**AIM OF THE TASK:**
Reproduce everything in the listing from the line containing "Camera-trap tally: mark every instance of the navy" down to the end of the listing, requests included, and increase every x and y coordinate in the answer points by 122. Omit the pictures.

-- start MATERIAL FOR THIS TASK --

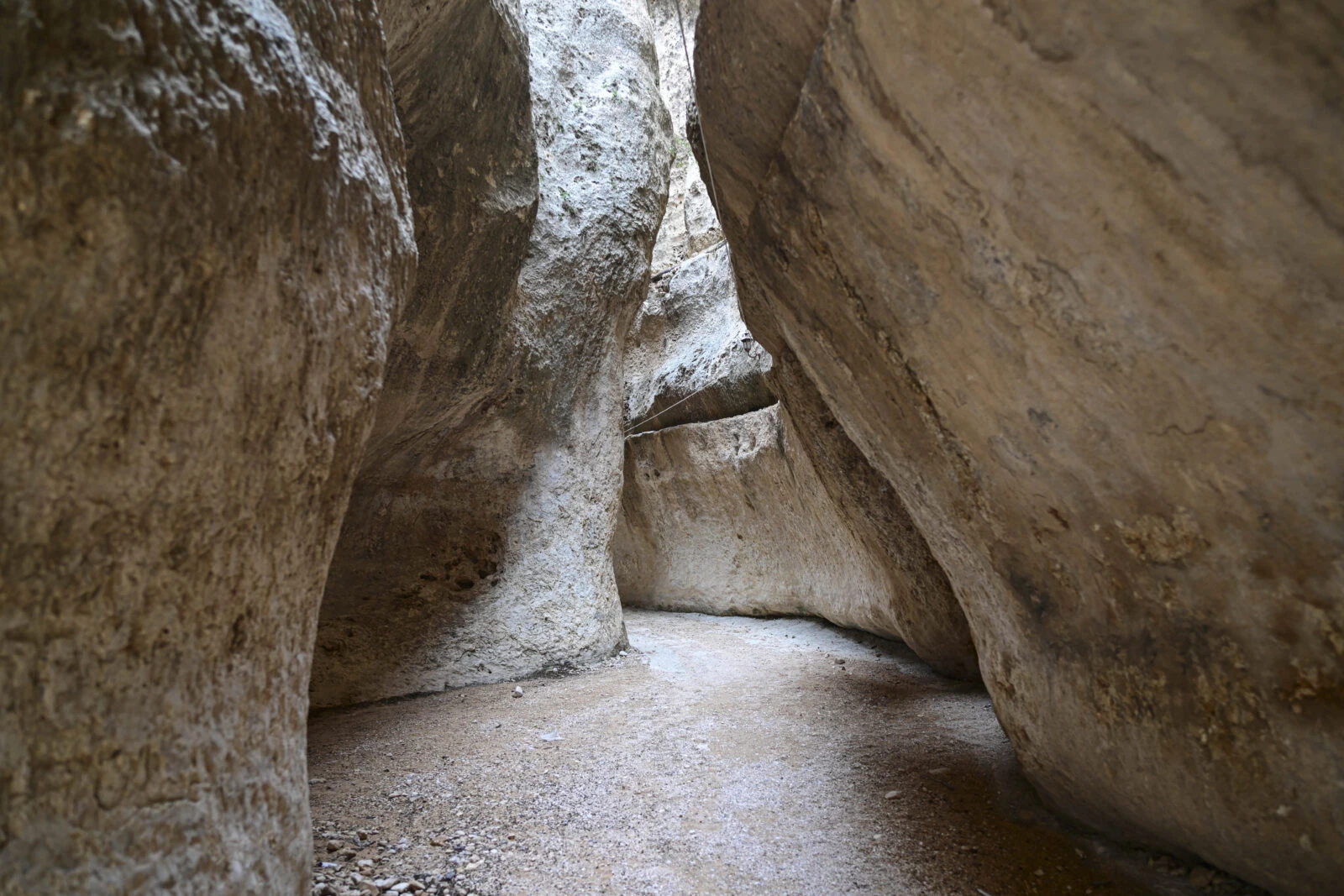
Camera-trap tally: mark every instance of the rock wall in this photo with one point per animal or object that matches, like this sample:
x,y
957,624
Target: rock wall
x,y
729,517
690,359
205,234
479,540
1070,277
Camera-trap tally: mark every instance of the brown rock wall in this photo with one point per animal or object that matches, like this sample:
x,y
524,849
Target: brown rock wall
x,y
205,235
1070,275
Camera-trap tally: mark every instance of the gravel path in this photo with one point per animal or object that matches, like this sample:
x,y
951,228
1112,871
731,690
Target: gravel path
x,y
721,755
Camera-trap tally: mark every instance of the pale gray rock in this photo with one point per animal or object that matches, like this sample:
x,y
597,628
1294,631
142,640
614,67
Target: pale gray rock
x,y
729,517
205,234
1070,275
690,358
481,547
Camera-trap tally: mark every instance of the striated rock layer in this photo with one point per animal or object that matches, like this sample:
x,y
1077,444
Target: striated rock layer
x,y
205,234
729,517
691,359
1070,275
479,539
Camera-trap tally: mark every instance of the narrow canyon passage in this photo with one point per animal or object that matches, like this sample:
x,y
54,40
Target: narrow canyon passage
x,y
719,755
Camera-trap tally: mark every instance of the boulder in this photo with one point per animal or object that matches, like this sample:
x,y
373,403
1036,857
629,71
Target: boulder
x,y
729,517
205,234
691,359
1070,277
479,540
689,356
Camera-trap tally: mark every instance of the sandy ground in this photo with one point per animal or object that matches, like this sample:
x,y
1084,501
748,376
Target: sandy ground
x,y
721,755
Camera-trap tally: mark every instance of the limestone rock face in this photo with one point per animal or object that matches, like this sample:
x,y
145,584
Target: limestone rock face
x,y
1070,275
690,358
729,517
205,234
479,539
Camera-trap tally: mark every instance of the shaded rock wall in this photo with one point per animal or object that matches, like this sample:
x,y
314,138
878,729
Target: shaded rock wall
x,y
1070,277
205,234
691,359
479,540
729,517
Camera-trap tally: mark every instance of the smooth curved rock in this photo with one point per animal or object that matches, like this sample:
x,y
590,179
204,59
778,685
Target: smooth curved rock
x,y
425,530
690,358
1070,275
729,517
205,234
479,544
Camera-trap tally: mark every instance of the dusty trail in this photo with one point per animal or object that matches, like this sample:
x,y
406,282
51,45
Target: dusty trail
x,y
722,755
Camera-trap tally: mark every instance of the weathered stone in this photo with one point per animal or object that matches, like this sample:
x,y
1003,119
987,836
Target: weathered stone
x,y
1070,277
479,540
729,517
690,358
205,234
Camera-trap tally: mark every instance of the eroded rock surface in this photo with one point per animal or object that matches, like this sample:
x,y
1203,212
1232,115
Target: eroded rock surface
x,y
1070,275
205,234
691,360
479,540
729,517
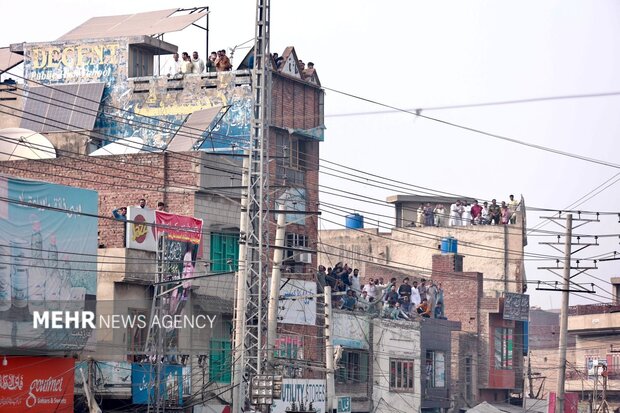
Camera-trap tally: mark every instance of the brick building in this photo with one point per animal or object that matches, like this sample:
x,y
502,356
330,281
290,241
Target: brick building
x,y
487,353
188,165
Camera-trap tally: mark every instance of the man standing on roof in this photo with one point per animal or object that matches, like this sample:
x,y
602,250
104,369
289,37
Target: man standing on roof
x,y
198,63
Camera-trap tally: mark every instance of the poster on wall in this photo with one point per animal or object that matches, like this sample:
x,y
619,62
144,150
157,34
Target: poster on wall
x,y
144,378
350,331
48,261
516,307
300,311
36,385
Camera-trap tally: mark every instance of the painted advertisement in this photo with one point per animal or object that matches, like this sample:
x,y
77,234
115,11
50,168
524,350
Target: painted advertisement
x,y
74,62
300,311
301,390
144,381
36,385
48,260
350,330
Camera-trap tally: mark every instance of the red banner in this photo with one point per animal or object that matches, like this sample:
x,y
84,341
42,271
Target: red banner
x,y
179,227
37,385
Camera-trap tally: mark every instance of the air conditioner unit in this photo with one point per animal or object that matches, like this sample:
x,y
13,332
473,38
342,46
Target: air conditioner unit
x,y
305,257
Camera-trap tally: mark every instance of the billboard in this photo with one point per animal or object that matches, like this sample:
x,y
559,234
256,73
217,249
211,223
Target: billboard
x,y
48,260
36,385
297,311
301,390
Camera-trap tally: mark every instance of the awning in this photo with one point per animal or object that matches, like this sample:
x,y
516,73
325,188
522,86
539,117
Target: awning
x,y
69,107
191,132
17,144
8,59
138,24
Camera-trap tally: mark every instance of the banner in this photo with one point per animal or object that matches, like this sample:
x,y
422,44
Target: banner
x,y
48,260
36,385
145,224
297,390
179,227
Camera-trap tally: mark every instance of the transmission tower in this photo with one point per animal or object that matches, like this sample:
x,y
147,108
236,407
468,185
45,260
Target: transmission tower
x,y
250,312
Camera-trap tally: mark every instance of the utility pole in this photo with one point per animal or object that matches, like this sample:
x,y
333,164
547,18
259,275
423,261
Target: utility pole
x,y
249,340
329,352
274,290
559,396
566,290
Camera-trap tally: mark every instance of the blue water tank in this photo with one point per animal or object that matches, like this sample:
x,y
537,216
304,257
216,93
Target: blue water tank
x,y
354,221
449,245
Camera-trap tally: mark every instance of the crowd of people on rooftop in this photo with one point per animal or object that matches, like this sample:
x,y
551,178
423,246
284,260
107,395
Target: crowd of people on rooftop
x,y
377,298
186,64
462,213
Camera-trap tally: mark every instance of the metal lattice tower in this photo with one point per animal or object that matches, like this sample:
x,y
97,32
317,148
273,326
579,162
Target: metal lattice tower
x,y
250,311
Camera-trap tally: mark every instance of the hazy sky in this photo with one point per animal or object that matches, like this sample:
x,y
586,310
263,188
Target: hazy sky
x,y
420,54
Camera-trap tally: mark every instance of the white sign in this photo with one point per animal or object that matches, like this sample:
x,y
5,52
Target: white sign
x,y
141,229
301,390
350,330
297,311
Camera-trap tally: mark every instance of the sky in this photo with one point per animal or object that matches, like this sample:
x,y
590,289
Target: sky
x,y
418,54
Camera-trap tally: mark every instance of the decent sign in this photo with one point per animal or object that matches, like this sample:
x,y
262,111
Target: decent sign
x,y
36,385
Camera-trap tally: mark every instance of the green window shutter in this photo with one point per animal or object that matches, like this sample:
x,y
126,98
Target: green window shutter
x,y
220,361
363,367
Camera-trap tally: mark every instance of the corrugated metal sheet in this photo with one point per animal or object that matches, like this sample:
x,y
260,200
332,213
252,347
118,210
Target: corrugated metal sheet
x,y
68,107
138,24
8,59
191,132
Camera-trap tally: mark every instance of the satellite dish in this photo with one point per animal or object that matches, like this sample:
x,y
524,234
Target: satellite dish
x,y
122,146
18,144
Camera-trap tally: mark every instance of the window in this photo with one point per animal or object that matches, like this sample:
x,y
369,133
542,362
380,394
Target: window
x,y
224,252
220,360
294,240
435,369
289,347
503,348
136,337
401,375
468,377
352,367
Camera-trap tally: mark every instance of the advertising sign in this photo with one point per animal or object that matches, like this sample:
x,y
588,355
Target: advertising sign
x,y
297,311
36,385
350,331
141,229
144,378
301,390
145,224
48,260
516,307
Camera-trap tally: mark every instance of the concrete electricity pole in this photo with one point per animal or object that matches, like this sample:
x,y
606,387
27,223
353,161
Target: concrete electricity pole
x,y
566,290
249,340
559,396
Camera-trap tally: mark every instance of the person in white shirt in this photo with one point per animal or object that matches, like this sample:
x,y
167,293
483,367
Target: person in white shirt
x,y
456,213
198,63
172,66
355,281
371,290
466,214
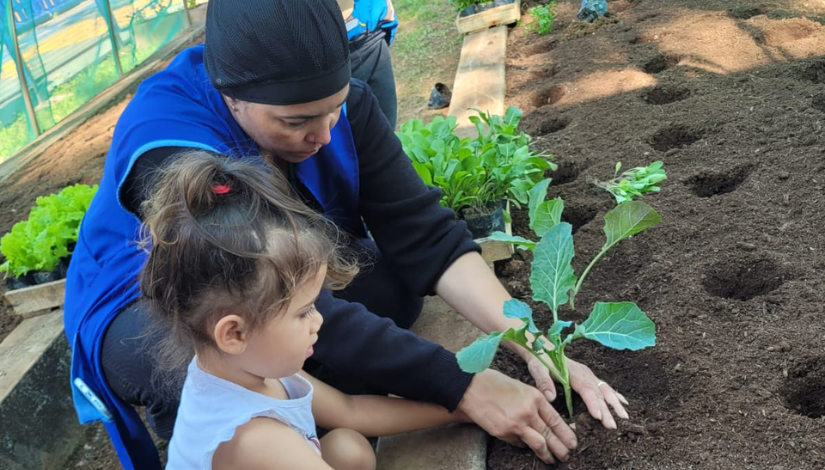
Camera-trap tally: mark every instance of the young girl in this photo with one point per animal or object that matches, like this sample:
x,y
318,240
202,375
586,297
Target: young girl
x,y
235,266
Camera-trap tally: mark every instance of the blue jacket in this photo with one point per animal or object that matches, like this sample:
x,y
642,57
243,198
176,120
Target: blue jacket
x,y
102,277
369,15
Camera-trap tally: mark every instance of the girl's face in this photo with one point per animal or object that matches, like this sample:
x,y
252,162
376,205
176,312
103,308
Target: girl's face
x,y
281,346
291,133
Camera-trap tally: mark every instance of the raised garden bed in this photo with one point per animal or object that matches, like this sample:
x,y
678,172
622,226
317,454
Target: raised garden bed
x,y
731,100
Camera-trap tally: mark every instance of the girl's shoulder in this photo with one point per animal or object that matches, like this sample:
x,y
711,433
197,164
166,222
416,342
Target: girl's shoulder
x,y
265,443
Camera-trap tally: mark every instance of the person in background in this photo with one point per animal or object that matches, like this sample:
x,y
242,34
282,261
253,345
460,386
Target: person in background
x,y
371,26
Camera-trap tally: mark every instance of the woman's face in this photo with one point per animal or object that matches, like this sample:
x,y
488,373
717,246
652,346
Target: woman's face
x,y
291,133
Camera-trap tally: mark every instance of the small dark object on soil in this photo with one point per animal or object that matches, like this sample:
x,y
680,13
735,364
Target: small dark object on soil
x,y
440,96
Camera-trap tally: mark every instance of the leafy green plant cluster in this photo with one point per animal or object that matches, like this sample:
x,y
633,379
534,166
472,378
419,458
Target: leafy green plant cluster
x,y
617,325
38,243
475,171
512,168
543,18
634,182
460,5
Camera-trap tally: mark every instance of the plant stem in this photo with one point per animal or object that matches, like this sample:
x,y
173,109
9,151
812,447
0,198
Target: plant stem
x,y
560,373
584,274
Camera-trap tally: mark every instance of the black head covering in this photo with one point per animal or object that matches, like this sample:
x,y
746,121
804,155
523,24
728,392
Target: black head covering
x,y
276,51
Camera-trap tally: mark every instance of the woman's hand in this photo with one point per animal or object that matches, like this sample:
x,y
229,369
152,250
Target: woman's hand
x,y
598,396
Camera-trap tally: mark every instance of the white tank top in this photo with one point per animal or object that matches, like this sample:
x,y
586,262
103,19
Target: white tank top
x,y
212,408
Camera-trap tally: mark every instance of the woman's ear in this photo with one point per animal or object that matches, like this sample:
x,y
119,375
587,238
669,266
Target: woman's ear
x,y
230,334
231,103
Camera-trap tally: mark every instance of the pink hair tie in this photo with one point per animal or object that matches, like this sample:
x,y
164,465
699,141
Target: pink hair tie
x,y
220,188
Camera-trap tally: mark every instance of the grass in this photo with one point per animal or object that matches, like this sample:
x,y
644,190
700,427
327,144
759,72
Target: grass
x,y
426,50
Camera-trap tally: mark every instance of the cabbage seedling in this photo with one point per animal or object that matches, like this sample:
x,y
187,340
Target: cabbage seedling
x,y
634,182
617,325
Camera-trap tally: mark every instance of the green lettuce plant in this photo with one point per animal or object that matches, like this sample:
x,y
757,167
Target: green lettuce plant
x,y
443,160
497,164
512,167
617,325
634,182
543,18
38,243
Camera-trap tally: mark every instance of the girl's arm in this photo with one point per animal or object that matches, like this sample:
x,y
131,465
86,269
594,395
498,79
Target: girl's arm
x,y
374,415
267,444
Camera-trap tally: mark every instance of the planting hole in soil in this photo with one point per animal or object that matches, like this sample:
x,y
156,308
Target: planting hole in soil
x,y
674,137
567,172
541,47
549,96
744,13
818,102
578,215
714,184
665,94
813,72
660,63
552,125
804,392
742,279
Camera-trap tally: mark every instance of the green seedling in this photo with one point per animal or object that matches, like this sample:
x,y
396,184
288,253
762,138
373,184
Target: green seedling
x,y
543,18
617,325
634,182
38,243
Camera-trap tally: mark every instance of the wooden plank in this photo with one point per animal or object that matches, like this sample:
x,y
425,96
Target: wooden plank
x,y
23,347
479,80
36,300
503,15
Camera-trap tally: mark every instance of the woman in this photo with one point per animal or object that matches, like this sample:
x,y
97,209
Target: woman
x,y
273,81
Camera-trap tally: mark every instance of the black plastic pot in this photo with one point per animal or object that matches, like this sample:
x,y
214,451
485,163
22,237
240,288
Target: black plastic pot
x,y
483,222
38,277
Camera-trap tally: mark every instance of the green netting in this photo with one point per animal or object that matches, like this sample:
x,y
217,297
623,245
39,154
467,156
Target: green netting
x,y
66,49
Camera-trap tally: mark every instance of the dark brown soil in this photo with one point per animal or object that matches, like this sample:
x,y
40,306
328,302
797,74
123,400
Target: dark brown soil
x,y
729,94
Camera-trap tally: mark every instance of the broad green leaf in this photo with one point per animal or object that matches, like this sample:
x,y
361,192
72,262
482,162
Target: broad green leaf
x,y
548,215
424,173
618,325
628,219
557,327
552,275
536,196
479,355
517,309
520,242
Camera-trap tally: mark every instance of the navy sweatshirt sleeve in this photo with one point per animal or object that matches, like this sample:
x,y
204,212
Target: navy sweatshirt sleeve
x,y
418,236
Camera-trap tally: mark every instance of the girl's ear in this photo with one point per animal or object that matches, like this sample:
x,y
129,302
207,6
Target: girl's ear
x,y
230,334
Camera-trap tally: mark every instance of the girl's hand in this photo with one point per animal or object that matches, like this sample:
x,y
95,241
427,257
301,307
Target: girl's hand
x,y
598,396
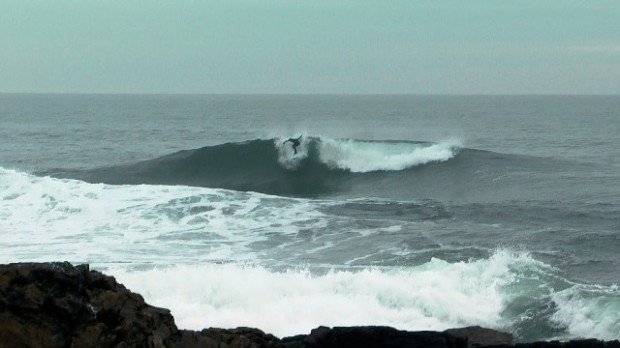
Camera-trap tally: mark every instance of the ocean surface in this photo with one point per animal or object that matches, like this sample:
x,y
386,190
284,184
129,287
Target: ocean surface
x,y
417,212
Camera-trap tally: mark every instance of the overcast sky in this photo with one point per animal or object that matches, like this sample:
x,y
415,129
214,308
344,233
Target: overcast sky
x,y
310,46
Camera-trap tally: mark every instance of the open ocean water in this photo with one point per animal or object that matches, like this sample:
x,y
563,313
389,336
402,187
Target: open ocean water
x,y
417,212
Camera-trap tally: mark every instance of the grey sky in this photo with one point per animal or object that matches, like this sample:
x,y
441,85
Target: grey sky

-- end MATERIAL FOR THIS TASK --

**FINAL RESULT:**
Camera-trap tally: mark every instance of the navy sweatshirt sleeve in this photo with one point per animal or object that matches, like this sample:
x,y
204,212
Target: navy sweatshirt sleeve
x,y
540,358
Camera-trap tally: mark every instance of the girl's ear in this photo with one point per animal or object that matches, like this sample:
x,y
129,302
207,6
Target: girl's ear
x,y
352,456
Camera-trap tally: mark every instance of the girl's hand in this photo with one point per animal or object that matches, like this sample:
x,y
95,241
427,257
301,307
Target: girl's hand
x,y
720,518
Camera-trap tally: mark every instance of the ocean surface in this photo with one point per animal or object that matches, like this sample:
x,y
386,190
284,184
129,287
Target: ocean surface
x,y
539,334
Camera-trap tally: mark every instance of the overcast sky in this photo with one point per animal or object that matches, like this sample:
x,y
415,129
214,308
344,233
Target: overcast sky
x,y
432,168
Camera-trap tally: mark every instance of the open ocean water in this photo with one point per animal or object that matches, like this sample:
x,y
563,313
389,336
402,187
Target: open ocean water
x,y
539,334
Camera-trap tally: mark every instance of the grey sky in this photo with one point per animal or object that matches, like this sample:
x,y
441,85
Target: grey sky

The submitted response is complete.